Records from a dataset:
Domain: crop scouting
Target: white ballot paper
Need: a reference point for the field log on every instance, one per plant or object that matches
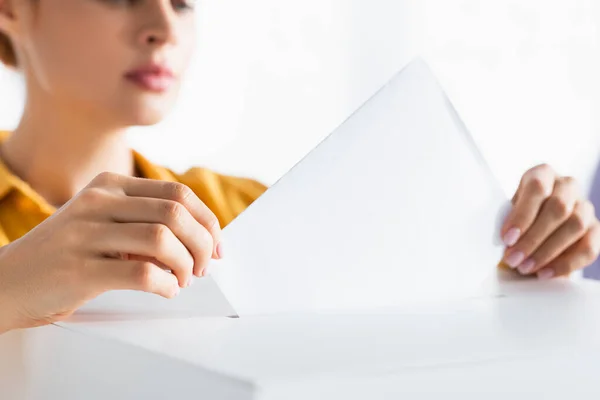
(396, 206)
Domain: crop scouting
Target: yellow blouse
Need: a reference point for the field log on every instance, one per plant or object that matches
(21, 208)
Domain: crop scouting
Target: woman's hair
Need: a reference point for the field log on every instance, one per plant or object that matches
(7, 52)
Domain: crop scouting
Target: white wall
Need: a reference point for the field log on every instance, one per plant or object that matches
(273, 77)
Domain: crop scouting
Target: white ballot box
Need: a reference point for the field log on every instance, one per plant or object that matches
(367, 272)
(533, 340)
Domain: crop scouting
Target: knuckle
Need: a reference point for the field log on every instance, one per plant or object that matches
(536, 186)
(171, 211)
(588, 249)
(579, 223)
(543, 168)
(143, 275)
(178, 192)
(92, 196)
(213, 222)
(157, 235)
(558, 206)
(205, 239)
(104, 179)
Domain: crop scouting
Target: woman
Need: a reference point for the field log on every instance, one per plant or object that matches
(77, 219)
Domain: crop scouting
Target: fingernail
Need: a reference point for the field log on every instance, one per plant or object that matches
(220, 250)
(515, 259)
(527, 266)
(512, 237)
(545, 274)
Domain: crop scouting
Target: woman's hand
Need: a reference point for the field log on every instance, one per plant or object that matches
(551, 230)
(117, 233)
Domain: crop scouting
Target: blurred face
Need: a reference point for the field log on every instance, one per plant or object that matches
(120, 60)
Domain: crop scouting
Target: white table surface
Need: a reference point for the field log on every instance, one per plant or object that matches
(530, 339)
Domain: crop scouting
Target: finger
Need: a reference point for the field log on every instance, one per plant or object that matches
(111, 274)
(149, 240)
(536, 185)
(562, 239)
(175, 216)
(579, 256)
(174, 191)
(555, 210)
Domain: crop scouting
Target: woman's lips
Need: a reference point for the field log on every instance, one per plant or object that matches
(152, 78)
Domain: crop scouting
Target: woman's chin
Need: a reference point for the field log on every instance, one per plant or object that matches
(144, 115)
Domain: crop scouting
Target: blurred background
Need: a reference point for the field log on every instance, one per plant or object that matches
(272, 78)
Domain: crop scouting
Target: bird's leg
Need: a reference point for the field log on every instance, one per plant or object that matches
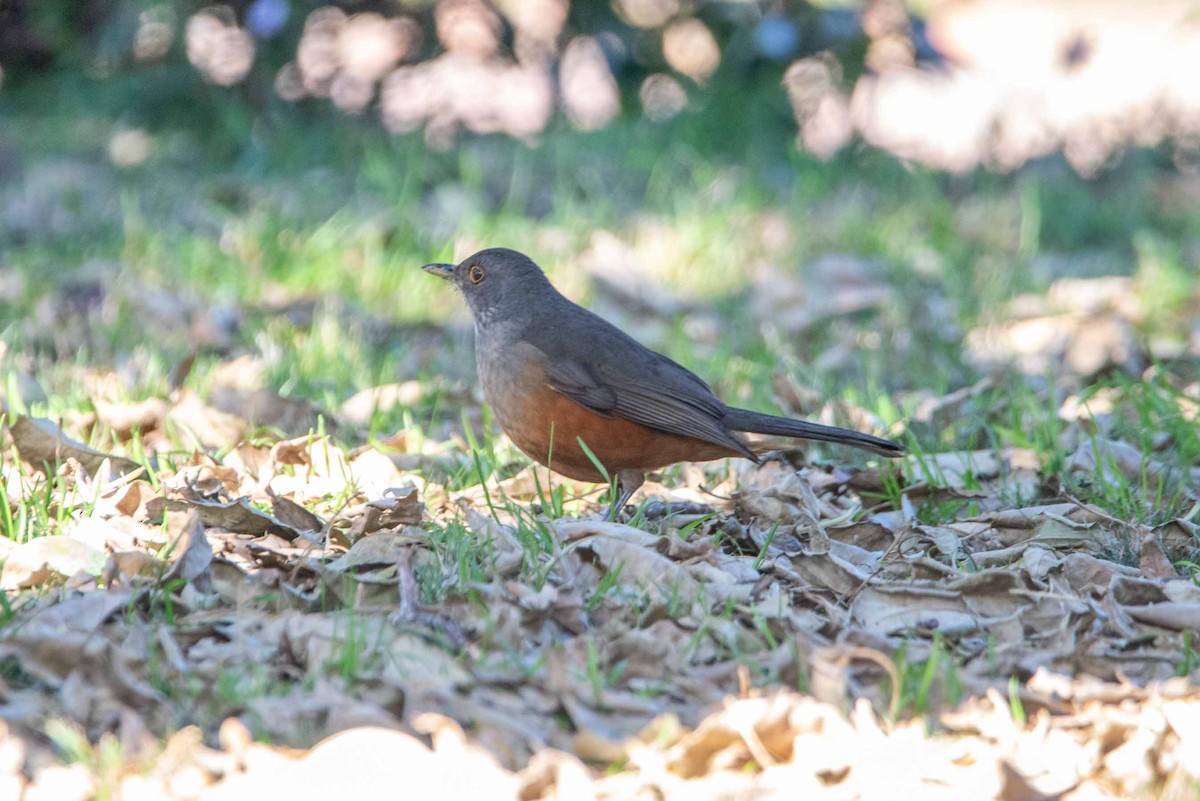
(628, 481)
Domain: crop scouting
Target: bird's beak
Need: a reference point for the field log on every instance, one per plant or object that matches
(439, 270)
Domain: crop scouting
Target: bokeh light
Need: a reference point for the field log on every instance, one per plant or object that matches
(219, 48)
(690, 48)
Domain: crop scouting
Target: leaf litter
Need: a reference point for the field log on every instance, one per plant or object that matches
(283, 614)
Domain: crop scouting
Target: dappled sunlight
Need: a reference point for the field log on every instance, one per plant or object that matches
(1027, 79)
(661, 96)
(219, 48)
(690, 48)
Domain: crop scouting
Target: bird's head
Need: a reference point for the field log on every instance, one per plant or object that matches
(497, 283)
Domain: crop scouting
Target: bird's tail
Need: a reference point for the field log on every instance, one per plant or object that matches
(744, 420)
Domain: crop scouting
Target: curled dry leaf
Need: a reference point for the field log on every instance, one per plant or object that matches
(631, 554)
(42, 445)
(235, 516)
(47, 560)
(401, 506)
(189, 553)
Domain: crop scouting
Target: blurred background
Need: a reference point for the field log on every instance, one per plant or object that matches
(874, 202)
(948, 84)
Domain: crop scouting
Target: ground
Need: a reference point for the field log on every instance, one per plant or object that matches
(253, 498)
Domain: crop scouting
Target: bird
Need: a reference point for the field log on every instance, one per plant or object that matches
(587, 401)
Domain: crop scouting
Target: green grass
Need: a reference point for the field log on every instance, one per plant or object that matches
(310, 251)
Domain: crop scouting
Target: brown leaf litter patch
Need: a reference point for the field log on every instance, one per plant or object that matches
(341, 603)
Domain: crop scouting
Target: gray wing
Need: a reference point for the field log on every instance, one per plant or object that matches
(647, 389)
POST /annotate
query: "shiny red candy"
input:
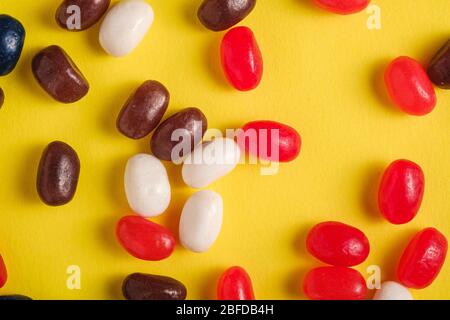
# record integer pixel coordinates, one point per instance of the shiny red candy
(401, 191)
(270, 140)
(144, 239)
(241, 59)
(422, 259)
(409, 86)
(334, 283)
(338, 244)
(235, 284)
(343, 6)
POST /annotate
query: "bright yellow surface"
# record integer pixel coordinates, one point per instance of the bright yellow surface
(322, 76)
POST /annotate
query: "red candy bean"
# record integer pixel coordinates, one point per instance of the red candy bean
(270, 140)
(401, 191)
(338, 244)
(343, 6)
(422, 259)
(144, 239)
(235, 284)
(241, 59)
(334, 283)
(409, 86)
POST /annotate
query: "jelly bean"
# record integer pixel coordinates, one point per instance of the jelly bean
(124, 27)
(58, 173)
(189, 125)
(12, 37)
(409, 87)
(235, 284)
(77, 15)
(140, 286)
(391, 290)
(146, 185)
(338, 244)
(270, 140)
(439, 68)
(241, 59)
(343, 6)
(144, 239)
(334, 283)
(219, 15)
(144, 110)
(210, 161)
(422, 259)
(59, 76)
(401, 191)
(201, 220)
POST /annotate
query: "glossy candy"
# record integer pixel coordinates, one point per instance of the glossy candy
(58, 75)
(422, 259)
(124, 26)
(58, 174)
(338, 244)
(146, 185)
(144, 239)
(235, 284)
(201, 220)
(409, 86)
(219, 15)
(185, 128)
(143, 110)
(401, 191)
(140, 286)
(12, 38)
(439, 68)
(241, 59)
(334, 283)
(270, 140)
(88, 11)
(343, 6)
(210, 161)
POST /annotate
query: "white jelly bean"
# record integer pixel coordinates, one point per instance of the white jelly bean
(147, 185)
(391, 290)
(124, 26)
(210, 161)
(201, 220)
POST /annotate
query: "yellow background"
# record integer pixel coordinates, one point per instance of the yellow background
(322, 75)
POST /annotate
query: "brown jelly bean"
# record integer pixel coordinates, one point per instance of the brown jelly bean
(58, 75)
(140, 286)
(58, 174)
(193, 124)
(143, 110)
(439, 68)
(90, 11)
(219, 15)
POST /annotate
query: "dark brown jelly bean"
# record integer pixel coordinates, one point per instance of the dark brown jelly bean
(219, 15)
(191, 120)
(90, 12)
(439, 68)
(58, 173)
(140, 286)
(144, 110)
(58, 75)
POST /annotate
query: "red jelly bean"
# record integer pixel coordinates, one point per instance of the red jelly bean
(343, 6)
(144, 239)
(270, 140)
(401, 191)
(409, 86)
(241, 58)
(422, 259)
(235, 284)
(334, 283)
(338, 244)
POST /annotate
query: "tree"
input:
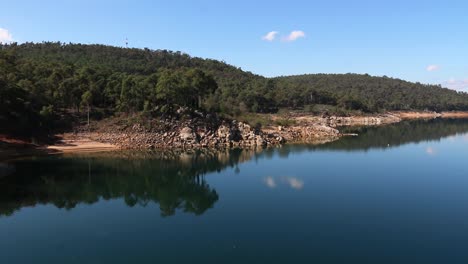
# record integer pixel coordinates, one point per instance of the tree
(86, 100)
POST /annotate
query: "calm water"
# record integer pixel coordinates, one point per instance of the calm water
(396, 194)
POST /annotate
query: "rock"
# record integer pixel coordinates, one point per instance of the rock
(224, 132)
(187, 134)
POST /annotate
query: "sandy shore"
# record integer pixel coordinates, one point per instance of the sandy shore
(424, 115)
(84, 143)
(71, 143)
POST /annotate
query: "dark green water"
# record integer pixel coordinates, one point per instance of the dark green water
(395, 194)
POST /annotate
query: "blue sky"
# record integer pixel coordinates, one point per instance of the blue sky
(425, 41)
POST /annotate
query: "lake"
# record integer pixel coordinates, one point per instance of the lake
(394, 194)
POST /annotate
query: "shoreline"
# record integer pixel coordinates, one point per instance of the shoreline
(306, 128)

Required task
How many lines in the records above contain the string "ballot"? Case counts. Reply with the number alone.

Final result
2